══ Source data ══

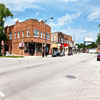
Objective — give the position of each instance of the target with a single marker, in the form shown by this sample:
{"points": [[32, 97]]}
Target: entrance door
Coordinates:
{"points": [[32, 48]]}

═══

▸ Exercise instructions
Copy out the lines above word for word, omitting the picture.

▸ Response for this exercise
Objective — give the position of each instance of the target with a single marker, in the form shown by this sample:
{"points": [[32, 97]]}
Target: entrance door
Coordinates:
{"points": [[32, 48]]}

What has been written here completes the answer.